## Text passage
Context-aware tab completion is very doable in the unix world, actually; it's
just a hassle on the part of the utility-writer. Have you ever noticed that if
you add a new file "foo/bar/baz.py" to a mercurial repository and type "hg add
fo<TAB>", it will autocomplete _all the way_ to "foo/bar/baz.py", without
stopping at each directory? This is because hg has overridden the default tab
completion provided by bash and defined its own set of possibilities.

I wish it were easier to set up; I think if that were the case, we'd see a lot
more utilities with spot-on tab completion.

------
prostoalex
ESR's "The Art of Unix Programming" has a good section on consistent default
of command line options

<http://www.catb.org/esr/writings/taoup/html/ch10s05.html>

------
jcr
You might want to fix this typo.

> Maybe it¿s just me, but I prefer to remotely control computers via SSH over
> VNC

If you're really running "SSH over VNC" then you're doing it wrong. ;)

## Material supplied
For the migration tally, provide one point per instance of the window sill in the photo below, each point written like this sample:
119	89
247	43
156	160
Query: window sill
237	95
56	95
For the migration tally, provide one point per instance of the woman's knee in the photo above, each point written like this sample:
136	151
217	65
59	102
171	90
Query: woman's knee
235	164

==

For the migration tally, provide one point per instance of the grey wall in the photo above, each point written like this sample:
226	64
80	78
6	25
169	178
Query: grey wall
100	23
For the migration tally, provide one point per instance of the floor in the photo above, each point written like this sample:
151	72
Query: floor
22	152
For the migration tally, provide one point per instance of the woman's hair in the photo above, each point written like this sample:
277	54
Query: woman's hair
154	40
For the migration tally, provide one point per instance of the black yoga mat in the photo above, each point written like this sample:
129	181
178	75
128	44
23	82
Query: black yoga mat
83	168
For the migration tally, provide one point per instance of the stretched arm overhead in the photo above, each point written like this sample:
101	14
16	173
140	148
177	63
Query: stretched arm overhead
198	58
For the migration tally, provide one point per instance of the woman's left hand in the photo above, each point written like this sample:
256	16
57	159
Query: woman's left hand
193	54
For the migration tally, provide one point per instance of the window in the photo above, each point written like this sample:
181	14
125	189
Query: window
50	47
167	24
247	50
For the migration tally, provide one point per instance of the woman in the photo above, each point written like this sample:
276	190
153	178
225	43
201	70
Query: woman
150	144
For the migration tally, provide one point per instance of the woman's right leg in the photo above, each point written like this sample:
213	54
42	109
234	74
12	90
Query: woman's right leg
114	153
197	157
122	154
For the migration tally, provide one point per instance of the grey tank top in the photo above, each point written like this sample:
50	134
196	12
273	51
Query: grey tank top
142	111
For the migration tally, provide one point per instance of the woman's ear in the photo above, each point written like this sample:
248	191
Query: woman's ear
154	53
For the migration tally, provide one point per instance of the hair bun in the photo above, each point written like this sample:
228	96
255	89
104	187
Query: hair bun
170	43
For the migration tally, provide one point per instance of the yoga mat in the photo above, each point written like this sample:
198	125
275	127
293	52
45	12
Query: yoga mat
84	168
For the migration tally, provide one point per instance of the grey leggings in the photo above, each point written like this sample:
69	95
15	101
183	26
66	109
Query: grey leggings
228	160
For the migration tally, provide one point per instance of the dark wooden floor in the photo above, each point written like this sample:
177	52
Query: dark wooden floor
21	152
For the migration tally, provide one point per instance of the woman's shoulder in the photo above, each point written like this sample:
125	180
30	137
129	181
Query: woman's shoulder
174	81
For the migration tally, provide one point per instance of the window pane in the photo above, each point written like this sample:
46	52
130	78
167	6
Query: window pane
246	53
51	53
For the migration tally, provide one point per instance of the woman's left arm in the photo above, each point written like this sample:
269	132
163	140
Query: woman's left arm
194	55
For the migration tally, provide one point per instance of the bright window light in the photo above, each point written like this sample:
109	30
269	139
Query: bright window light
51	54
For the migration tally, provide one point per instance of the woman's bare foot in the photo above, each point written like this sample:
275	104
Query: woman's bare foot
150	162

## The tasks
a) In the forum thread on tab completion, what does "hg add fo<TAB>" complete to after a new file "foo/bar/baz.py" has been added to a mercurial repository?
b) Using the forum thread on tab completion, explain why hg can complete the whole path in one step.
c) Carry on the forum thread on tab completion from its final line.

## Responses to the exercise
a) It completes all the way to "foo/bar/baz.py" without stopping at each directory.

b) hg has overridden the default tab completion that bash provides and defined its own set of possibilities. That lets it offer the full path to the new file instead of stopping at each directory.

c)
> I have always wanted a program that shows a movie in my terminal by
> converting it to ASCII art in real-time, that would be sweet

man mplayer and look for the -vo flag which controls the video output
mode/driver. Two common options for video output (-vo) are the 'aa' (ASCII
Art) and 'caca' (Color Coded ASCII Art). There is a third, 'bl'
("blinkenlights") but it's hardware dependent.

------
alexis-d
I agree with most of the article, except the yes/no part. In fact I think it's
better to do :

"Do you want to do this (Y/n)?"

Where the most common option is uppercase so I can just hit enter.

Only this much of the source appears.